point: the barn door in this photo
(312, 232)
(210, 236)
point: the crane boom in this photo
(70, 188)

▶ Exercise aim
Every record above must be printed again exactly.

▶ Exercise response
point: the barn door in this photo
(312, 232)
(210, 236)
point: the crane boom in this photo
(70, 188)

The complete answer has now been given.